▶ _Document_:
>>>

The context of The Leigh UTC and Inspiration Academy is unique. The local (urban) area suffers from high deprivation, where the largely white British students often have low aspirations. Our intake is boy-heavy and high SEND; students often begin school with low literacy levels, low resilience and other disadvantages. 

The English Department’s curriculum combats apathy and makes the study of English Language and English Literature relevant to everyone, providing the communication skills and cultural capital that will enable learners at The Leigh UTC and Inspiration Academy to become literate, independent (STEM) professionals in the future. Further, we equip students to continue the study of English in their future lives. 

We are inclusive and informed by the IB Middle Years Programme philosophy: to develop inquiring, knowledgeable and caring young people who help to create a better world.’ We believe that we achieve this through providing learners with vocabulary, rich texts and the opportunities to develop their critical skills along with their empathy. 

Students in Years 7-9 develop skills in analysis, exploring how writers use language and structure effectively, and making links between texts and their contexts; this allows them to understand social and cultural diversity. Our students justify their opinions and ideas using relevant terminology, guiding them towards advocating for themselves and others in the future. These students connect and evaluate texts and ideas, fostering higher level thinking skills. Our KS3 students learn how to organise and support their ideas, and practise producing texts for different audiences, vital skills for later education and in the workplace. We explicitly teach students how to speak and write accurately, setting them up for working in formal contexts. Through KS3, we prepare them for the rigour of KS4, where they study prose, poetry, writings from the nineteenth century and Shakespeare.

Students in Year 10 and 11 undergo robust GCSE courses, in which they study high quality and challenging texts from a range of genres, building on the critical and compositional skills that they have used at KS3. Students learn how to write clearly, competently and impactfully under time pressure – a key capability for later education and in the workplace. Overall, we develop learners’ abilities and resilience whatever their starting point. Reading and writing independently is an essential and a unique process to every child or young person, and our curriculum aims to support every student in reading and writing successfully.

<<<

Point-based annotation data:
>>>

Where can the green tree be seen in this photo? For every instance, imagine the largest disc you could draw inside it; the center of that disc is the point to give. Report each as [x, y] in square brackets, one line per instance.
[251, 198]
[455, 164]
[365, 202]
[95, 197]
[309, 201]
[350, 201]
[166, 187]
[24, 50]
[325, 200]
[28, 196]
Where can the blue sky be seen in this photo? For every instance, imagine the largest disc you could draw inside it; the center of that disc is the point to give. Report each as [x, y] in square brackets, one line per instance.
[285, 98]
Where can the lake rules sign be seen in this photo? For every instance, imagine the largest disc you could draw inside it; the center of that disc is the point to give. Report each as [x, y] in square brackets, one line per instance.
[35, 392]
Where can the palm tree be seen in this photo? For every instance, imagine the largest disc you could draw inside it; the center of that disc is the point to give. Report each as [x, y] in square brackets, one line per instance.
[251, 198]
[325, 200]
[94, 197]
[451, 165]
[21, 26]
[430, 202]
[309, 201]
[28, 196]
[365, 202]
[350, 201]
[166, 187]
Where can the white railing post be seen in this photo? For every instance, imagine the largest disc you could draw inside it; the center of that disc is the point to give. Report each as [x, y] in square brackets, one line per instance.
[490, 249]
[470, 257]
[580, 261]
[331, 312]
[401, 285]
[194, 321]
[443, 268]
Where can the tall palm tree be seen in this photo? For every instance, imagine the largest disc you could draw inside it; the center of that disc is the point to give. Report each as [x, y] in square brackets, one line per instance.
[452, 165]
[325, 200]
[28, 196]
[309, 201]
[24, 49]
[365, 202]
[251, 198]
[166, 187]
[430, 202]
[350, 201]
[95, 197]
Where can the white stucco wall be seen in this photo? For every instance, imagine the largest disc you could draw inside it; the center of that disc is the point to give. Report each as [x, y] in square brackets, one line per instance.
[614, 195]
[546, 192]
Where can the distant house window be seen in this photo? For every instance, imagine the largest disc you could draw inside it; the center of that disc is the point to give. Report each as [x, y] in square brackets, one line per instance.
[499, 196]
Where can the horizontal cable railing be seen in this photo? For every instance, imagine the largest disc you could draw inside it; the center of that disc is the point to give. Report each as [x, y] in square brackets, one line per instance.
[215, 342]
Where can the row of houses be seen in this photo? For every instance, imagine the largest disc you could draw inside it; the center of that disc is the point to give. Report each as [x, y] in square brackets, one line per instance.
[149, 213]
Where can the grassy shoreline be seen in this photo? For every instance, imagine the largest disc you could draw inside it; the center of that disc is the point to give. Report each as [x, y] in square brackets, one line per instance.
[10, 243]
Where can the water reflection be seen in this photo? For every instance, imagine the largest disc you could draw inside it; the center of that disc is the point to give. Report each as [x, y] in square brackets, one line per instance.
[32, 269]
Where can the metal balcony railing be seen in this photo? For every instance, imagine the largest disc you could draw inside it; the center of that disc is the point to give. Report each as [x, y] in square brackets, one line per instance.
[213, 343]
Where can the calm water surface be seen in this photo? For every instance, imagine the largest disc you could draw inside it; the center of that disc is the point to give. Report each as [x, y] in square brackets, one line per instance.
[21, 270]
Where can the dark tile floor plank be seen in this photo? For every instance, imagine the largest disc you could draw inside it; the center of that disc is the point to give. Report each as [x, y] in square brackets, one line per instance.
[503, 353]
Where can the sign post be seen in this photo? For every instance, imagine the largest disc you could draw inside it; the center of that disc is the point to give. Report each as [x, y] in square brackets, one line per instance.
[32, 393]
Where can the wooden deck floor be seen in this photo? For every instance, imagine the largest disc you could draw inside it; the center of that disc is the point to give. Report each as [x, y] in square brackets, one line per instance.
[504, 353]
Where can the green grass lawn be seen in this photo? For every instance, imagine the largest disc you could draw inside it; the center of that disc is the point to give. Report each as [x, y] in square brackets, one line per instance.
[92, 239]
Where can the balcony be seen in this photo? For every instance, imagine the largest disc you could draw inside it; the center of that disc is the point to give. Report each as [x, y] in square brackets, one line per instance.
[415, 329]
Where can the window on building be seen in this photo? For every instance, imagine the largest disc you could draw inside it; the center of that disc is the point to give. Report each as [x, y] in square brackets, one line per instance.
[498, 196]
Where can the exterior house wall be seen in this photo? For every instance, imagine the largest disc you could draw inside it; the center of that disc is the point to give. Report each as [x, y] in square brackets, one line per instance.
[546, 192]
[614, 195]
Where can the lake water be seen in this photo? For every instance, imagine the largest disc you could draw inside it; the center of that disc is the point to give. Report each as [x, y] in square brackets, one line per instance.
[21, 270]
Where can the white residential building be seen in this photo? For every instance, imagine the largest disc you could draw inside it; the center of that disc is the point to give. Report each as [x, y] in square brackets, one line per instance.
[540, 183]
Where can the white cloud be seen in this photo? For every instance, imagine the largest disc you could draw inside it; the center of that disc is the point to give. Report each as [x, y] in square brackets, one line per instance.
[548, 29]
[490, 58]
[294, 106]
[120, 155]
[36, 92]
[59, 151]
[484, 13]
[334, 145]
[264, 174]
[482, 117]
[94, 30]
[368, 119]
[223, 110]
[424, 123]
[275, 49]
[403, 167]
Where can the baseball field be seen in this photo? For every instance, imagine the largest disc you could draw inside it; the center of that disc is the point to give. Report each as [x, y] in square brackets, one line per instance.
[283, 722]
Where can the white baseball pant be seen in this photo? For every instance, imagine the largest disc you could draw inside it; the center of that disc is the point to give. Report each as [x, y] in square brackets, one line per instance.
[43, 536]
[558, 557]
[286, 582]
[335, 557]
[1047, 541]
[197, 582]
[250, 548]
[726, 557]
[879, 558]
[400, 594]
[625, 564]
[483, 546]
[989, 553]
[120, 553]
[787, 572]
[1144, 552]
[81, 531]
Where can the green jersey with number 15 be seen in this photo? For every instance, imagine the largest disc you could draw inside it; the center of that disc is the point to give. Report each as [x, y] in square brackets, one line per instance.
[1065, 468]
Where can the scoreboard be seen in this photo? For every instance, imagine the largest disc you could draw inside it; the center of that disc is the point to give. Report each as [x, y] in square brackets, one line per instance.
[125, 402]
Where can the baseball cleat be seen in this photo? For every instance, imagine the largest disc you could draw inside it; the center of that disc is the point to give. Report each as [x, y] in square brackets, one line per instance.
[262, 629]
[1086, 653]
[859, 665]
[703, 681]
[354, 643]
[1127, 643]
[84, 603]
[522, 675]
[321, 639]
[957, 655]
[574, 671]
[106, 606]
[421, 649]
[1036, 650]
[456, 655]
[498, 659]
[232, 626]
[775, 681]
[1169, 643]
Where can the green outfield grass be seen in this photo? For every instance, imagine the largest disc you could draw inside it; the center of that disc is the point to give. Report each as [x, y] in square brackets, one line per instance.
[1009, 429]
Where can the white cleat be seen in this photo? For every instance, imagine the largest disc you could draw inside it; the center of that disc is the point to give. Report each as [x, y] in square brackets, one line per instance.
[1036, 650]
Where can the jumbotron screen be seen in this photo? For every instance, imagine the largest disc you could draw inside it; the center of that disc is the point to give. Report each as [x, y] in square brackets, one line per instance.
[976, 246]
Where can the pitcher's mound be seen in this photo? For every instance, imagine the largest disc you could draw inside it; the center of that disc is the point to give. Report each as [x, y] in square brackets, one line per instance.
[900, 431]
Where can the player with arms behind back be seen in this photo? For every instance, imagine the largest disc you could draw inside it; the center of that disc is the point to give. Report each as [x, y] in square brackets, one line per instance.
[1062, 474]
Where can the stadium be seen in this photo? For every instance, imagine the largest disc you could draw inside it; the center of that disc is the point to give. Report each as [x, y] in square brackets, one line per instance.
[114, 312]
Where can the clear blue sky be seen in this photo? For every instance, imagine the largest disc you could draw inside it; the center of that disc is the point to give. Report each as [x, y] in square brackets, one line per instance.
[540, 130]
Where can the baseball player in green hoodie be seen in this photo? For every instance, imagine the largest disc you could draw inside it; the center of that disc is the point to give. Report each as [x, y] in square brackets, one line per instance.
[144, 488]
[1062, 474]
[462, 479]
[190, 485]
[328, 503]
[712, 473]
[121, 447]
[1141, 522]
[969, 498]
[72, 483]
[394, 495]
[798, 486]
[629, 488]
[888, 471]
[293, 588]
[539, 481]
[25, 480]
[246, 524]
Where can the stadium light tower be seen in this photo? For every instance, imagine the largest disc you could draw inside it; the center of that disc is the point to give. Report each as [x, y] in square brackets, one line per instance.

<<<

▶ _Tasks to complete_:
a – Duplicate the passage of the English curriculum text that begins with the words containing "Students in Year 10" and ends with "and writing successfully.".
b – Pick up the text on the English curriculum from its last sentence and keep writing.
The records have no connection to the text about the English curriculum.

▶ _Task-by-task outputs_:
a –
Students in Year 10 and 11 undergo robust GCSE courses, in which they study high quality and challenging texts from a range of genres, building on the critical and compositional skills that they have used at KS3. Students learn how to write clearly, competently and impactfully under time pressure – a key capability for later education and in the workplace. Overall, we develop learners’ abilities and resilience whatever their starting point. Reading and writing independently is an essential and a unique process to every child or young person, and our curriculum aims to support every student in reading and writing successfully.

b –
Implementation

In Year 7, students have an overall focus on stories: they begin with a transition unit; last year this was autobiographical writing; we are now moving to the study of extracts from the fiction of JK Rowling (after student feedback), in order to foster a love of the subject from the beginning. During this module, students will recap reading and writing skills from primary, including how to comment on character, setting and ideas in texts, and how to communicate their ideas in accurate sentences. They produce a recount. Students proceed to the study of myths and legends from different cultures, in order to familiarise them with foundational stories in literature and broaden their cultural capital. Their analysis skills are developed in this unit. Students continue their ambitious first-year program with an introduction to Shakesepare and the study of a full comedy, A Midsummer Night’s Dream. This culminates in two assessed pieces, a journal entry from the point of view of a character, promoting empathic thinking, and an analysis if the relationship between two key characters in the play. Students finish Year 7 with the study of Soldier Dog, a novel set in WWI, to develop their understanding of context, their ability to comment on how writers structure texts, and an understanding of some of the key themes and ideas in the novel. Students produce a propaganda piece in the form of a formal letter, encouraging the development of non-fiction skills (a traditional area for development for students at this academy).

Stories through the ages: autobiography writing transition. 

  • ATL: Creative thinking skills: create original works. Communication: writing. 
  • Assessment Criteria: BCD – Written section of (auto)biography.

Stories through the ages: Myths and Legends

 

  • ATLs – Communication: Use subject specific language & Self-management: demonstrate perseverance. 
  • Assessment Criteria: A –Character analysis from myth / legend studied.

Stories through the ages: Introduction to Shakespeare and A Midsummer Night’s Dream 

  • ATLs: Research: access information & Communication: Reading
  • Assessment Criteria: BCD – Diary entry from Viola or Sebastian about life after the shipwreck.

Stories through the ages: Introduction to Shakespeare and A Midsummer Night’s Dream 

  • ATLs: Communication: recognise the importance of an audience & Communication: Make inferences and draw conclusions.
  • Assessment Criteria:  A – Analysis of relationships between Helena and Hermia in AMND.

Stories through the ages:  Soldier Dog and propaganda

  • ATLs: Critical Thinking: Developing Arguments & Critical thinking: recognise bias. 
  • Assessment Criteria: BCD – Anti-war protest letter from propaganda stimulus

Stories through the ages: Soldier Dog and propaganda

  • ATLs: Critical Thinking Skills: Synthesise & Social: Share empathy, respect and support to others.
  • Assessment Criteria: A – Written analysis of Stanley’s thoughts and feelings in the novel.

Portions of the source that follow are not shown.